## Text for analysis
>>>>

BAGHDAD (AP) -- Iran's Revolutionary Guard says a U.S. drone strike killed two of its advisers near the Iraqi city of Tikrit, though the U.S. said Monday its coalition conducted no airstrikes against the Islamic State group in the area during that time.
U.S. Central Command said it didn't target the area around Tikrit from March 22 through March 24, the window when the Guard said the two men were killed.
The claim came as negotiators on Monday attempted to reach a deal on Iran's contested nuclear program, which hard-liners in the Islamic Republic have opposed as giving away too much to the West.
The Guard said on its sepahnews.ir website the strike happened March 23 as the men supported Iraqi forces trying to retake the Islamic State-held city of Tikrit. It identified the dead advisers as Ali Yazdani and Hadi Jafari, saying they were buried Sunday. It did not elaborate on whether Iran contacted Iraqi or U.S. forces after the strike.

<<<<

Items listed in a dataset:

>>>>

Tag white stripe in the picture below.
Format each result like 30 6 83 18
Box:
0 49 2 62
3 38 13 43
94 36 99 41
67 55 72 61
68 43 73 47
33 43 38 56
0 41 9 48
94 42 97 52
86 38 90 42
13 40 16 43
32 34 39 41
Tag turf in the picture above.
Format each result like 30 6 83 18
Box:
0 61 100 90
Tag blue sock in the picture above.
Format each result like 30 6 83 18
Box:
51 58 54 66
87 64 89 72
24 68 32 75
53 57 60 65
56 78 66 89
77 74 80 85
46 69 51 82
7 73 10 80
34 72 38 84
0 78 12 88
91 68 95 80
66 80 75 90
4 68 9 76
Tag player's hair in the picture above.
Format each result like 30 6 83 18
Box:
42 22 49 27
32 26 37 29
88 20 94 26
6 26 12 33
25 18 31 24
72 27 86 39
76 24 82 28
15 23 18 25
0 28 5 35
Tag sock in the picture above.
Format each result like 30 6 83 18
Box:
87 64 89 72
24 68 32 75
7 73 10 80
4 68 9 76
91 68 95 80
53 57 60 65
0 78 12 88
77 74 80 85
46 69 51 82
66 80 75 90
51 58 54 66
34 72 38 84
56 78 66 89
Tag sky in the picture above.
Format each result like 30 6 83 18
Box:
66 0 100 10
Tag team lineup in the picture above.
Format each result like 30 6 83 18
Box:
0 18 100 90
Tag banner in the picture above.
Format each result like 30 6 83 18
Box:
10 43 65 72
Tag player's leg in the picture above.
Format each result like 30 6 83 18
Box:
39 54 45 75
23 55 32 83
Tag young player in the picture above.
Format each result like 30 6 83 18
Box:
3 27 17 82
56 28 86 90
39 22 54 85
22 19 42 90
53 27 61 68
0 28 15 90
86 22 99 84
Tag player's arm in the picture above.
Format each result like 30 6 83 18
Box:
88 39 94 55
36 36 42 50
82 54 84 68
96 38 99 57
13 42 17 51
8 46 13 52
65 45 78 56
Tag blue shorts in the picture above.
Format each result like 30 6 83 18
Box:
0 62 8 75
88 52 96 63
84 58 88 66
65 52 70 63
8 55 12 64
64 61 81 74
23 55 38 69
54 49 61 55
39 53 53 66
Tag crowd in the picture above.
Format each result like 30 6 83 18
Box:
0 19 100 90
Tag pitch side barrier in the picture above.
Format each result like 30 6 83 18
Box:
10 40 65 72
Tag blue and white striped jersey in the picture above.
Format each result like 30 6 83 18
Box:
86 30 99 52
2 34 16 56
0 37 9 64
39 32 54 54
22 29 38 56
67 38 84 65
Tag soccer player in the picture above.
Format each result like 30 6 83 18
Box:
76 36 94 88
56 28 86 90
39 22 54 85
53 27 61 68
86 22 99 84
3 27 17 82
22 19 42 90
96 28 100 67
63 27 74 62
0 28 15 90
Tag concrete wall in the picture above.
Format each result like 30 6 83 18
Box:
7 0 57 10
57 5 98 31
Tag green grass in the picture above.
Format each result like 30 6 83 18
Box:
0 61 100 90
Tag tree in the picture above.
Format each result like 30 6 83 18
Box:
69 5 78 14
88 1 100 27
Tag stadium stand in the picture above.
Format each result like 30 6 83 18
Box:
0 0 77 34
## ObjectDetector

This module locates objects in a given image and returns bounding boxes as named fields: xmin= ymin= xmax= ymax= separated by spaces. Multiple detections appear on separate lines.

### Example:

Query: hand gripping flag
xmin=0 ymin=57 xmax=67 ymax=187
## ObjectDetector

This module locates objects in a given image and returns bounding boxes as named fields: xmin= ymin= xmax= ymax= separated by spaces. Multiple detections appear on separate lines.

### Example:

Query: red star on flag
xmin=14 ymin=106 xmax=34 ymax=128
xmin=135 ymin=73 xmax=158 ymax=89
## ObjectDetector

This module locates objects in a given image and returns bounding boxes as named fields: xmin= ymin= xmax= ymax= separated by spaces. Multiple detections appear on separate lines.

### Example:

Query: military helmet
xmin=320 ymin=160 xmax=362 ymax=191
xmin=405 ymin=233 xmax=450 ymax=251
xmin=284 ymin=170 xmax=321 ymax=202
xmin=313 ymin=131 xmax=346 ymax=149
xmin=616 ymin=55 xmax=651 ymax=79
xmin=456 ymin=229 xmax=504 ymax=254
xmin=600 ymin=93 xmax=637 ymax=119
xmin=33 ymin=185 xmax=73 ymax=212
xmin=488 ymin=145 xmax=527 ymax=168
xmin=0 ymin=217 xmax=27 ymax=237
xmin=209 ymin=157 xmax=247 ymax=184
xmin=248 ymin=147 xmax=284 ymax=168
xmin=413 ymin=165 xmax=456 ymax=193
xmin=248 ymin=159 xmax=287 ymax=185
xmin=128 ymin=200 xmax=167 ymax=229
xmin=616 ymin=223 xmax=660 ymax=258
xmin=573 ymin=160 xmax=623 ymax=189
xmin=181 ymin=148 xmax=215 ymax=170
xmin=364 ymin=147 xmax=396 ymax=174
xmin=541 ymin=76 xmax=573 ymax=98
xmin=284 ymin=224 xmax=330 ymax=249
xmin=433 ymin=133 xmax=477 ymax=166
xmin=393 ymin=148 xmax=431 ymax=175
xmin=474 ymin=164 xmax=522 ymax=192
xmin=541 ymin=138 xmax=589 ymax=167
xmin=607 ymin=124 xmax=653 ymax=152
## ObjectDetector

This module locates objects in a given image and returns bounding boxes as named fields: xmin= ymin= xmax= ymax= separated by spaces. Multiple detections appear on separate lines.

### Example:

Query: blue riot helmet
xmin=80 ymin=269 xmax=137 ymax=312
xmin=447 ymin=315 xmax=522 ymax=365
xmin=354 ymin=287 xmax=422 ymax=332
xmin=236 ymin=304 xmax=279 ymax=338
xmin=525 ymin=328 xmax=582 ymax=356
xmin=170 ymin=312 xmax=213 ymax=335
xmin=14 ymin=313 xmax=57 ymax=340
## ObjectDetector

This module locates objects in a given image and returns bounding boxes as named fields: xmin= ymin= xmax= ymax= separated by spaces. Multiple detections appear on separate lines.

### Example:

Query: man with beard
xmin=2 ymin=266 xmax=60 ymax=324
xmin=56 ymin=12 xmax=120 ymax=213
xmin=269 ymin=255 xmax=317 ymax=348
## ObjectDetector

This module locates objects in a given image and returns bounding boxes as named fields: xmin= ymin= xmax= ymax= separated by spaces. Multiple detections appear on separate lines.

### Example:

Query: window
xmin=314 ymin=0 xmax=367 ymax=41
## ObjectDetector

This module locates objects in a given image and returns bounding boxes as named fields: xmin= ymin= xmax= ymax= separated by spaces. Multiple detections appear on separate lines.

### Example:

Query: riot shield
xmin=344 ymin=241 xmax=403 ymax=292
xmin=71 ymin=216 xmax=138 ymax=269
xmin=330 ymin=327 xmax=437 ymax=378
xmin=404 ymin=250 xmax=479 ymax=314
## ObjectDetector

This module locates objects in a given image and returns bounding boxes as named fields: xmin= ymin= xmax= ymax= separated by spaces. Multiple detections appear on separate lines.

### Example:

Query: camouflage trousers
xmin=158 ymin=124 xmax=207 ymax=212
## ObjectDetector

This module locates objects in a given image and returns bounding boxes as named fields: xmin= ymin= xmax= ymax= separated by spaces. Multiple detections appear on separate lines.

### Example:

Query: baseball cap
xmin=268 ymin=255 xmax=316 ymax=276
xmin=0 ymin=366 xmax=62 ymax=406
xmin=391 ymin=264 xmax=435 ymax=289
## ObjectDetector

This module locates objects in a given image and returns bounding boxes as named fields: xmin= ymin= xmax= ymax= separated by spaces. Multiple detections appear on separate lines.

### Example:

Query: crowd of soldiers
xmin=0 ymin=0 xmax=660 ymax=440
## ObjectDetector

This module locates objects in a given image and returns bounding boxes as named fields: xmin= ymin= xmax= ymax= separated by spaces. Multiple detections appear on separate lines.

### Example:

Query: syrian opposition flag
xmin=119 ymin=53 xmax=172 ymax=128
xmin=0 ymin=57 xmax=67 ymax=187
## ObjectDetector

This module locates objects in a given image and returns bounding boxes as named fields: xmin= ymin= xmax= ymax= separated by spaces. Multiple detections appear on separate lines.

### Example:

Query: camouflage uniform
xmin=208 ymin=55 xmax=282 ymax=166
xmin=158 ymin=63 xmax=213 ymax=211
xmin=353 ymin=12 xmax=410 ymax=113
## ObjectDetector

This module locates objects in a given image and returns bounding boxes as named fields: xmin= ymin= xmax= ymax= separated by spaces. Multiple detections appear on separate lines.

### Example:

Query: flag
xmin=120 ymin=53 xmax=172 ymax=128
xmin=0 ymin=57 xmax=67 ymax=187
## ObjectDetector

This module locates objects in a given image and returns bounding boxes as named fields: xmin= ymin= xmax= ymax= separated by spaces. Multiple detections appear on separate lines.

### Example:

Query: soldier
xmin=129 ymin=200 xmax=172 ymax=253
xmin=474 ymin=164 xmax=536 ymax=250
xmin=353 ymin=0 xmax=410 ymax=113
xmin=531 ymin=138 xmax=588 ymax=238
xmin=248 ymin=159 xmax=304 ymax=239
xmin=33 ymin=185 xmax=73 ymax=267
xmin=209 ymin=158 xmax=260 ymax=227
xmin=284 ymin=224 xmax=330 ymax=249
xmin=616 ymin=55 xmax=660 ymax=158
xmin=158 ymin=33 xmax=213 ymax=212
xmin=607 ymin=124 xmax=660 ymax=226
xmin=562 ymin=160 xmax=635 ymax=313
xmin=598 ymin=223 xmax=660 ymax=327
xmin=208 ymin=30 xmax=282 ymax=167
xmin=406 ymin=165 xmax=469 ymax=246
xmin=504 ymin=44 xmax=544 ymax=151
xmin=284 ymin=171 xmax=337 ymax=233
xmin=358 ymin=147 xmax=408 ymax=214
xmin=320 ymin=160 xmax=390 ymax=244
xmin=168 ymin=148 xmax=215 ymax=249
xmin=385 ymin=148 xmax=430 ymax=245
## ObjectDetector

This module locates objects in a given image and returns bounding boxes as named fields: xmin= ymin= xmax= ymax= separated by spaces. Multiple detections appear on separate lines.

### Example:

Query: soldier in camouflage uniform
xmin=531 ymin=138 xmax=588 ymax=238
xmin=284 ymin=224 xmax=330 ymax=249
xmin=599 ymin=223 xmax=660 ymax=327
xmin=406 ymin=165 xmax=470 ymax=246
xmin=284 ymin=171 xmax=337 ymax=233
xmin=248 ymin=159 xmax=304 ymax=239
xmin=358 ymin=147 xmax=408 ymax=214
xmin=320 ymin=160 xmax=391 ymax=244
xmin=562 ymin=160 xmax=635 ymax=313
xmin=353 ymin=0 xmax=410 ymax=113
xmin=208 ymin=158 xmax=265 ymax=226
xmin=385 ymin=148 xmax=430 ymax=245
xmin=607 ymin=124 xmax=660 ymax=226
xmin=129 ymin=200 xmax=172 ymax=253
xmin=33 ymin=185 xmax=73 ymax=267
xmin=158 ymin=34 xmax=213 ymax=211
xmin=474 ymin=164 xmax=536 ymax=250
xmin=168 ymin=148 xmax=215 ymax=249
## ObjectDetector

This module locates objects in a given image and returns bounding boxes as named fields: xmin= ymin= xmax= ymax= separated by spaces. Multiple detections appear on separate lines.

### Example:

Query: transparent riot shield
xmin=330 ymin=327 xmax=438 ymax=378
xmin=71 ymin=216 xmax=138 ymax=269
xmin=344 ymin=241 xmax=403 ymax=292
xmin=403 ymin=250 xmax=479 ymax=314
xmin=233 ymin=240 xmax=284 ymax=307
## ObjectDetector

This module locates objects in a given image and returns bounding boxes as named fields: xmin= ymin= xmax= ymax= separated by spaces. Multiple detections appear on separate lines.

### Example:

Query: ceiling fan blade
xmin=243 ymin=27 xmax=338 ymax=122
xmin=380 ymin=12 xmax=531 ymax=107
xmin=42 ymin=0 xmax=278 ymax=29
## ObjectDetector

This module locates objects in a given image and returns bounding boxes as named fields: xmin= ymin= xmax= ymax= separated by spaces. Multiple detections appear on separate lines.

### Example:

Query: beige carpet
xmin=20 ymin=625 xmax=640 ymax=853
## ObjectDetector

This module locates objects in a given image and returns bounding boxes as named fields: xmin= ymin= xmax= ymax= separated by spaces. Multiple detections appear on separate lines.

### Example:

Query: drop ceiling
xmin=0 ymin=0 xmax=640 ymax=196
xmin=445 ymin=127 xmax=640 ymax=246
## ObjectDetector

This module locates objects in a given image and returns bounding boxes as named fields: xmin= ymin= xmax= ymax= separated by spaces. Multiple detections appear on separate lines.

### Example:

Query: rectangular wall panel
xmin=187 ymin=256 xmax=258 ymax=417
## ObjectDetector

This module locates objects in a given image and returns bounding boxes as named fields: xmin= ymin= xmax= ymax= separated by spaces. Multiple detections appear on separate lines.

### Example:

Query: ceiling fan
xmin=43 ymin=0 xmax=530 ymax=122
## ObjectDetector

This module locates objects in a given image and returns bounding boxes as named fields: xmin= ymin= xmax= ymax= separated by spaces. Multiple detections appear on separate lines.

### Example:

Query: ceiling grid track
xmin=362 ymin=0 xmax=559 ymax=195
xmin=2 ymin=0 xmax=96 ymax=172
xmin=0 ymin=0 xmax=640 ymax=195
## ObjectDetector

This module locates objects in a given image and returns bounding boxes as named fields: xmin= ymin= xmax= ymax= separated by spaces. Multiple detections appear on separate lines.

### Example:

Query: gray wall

<<<<

## Task prompt
Set down the passage of the news report from "BAGHDAD (AP) -- Iran's" to "during that time.". Work from the news report alone.

## Solution
BAGHDAD (AP) -- Iran's Revolutionary Guard says a U.S. drone strike killed two of its advisers near the Iraqi city of Tikrit, though the U.S. said Monday its coalition conducted no airstrikes against the Islamic State group in the area during that time.